[Saved entries]
━━━━━━━━━━━━━━━━━━━━━━━━━━━━━━

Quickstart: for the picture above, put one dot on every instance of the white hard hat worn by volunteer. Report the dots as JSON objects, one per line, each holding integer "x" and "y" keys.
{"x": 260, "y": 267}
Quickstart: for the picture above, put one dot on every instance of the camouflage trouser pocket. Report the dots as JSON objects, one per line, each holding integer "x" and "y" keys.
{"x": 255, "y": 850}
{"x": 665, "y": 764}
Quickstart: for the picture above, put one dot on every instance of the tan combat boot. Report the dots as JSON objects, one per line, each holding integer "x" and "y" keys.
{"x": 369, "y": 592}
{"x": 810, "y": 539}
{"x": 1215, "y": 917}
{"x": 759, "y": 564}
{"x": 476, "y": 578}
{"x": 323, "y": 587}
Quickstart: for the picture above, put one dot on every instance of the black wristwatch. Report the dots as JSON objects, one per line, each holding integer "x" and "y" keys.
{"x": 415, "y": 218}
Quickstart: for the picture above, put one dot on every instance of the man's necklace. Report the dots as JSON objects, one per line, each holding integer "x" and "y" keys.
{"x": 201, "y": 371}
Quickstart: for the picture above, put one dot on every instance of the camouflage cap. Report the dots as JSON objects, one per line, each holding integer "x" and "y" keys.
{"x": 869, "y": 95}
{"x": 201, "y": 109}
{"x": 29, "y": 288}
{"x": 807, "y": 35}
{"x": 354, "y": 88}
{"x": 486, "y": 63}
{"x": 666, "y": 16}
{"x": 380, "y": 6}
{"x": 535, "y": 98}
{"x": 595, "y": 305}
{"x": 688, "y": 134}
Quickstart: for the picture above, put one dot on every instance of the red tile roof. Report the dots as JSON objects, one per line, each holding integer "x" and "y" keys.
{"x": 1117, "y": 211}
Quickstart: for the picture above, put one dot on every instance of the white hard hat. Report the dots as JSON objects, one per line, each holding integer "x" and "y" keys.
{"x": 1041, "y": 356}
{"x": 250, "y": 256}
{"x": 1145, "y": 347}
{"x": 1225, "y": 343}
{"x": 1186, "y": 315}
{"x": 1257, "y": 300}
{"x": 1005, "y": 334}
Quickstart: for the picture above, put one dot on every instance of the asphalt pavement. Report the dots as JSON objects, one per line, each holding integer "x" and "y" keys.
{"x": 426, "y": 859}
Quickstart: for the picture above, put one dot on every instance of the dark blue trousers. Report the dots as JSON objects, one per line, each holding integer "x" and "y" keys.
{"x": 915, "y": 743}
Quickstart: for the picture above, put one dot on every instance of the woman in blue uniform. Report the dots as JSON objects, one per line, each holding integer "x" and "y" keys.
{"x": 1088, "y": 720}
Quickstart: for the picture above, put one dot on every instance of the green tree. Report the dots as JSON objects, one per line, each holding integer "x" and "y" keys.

━━━━━━━━━━━━━━━━━━━━━━━━━━━━━━

Recast every line of the listing above as a numbered list, leaving out any blank lines.

1. Quickstart: for the picture above, put one dot on every instance of the white hard hat worn by volunteer. Report the dots as JSON objects, one per line, each holding integer "x" and "y" keys.
2. {"x": 260, "y": 267}
3. Quickstart: for the picture above, put one dot on every instance of the camouflage trouser pocket. Report the dots as JSON objects, one per line, each holding integer "x" and "y" keys.
4. {"x": 255, "y": 850}
5. {"x": 665, "y": 764}
6. Quickstart: for the picture above, put one dot on every instance of the tan combat boot. Report the dots as JSON objects, one per line, each holding integer "x" and "y" keys.
7. {"x": 369, "y": 592}
8. {"x": 810, "y": 539}
9. {"x": 1215, "y": 917}
10. {"x": 759, "y": 564}
11. {"x": 476, "y": 578}
12. {"x": 323, "y": 587}
13. Quickstart: for the picture above, put one dot on every instance of the black wristwatch. Report the dots as JSON objects, one per line, each holding integer "x" and "y" keys.
14. {"x": 415, "y": 218}
15. Quickstart: for the picture above, put one dot on every instance of the man's necklace. Report the dots as JSON objects, one per line, each holding integer "x" and "y" keys.
16. {"x": 201, "y": 371}
17. Quickstart: for the picture above, put one dot on every instance of the camouflage cap. Report the dots as JSON objects, one per line, each holding integer "x" and "y" keys.
18. {"x": 869, "y": 95}
19. {"x": 201, "y": 109}
20. {"x": 29, "y": 288}
21. {"x": 807, "y": 35}
22. {"x": 354, "y": 88}
23. {"x": 486, "y": 63}
24. {"x": 666, "y": 16}
25. {"x": 380, "y": 6}
26. {"x": 535, "y": 98}
27. {"x": 595, "y": 305}
28. {"x": 688, "y": 134}
29. Quickstart: for the picture above, put one dot on every instance of the red tile roof. Report the dots as JSON objects, one per line, each holding integer "x" and "y" keys.
30. {"x": 1117, "y": 211}
31. Quickstart: for the picture above, put one dot on every instance of the white hard hat. Report the dots as JSON objects, one per line, each holding integer "x" and "y" keys.
32. {"x": 1041, "y": 356}
33. {"x": 250, "y": 256}
34. {"x": 1145, "y": 347}
35. {"x": 1225, "y": 343}
36. {"x": 1186, "y": 315}
37. {"x": 1257, "y": 300}
38. {"x": 1005, "y": 334}
39. Quickstart: for the picture above, put one dot on every instance of the asphalt pavement. Report the dots as JSON objects, one per line, each holding integer "x" and "y" keys.
40. {"x": 426, "y": 859}
41. Quickstart: for the picture above, put one dot on every instance of the dark blue trousers. Report the dots as JSON objects, one per line, each holding integer "x" and "y" keys.
42. {"x": 915, "y": 743}
43. Quickstart: for the picture above, put one dot on every instance of the woman in blue uniform. Report the dots as JSON objects, one per line, each holding integer "x" and "y" keys.
44. {"x": 1088, "y": 720}
45. Quickstart: for the picture above, put one dot on every instance of the green tree. Report the dots as JSON objects, one per line, each holding integer "x" and "y" keys.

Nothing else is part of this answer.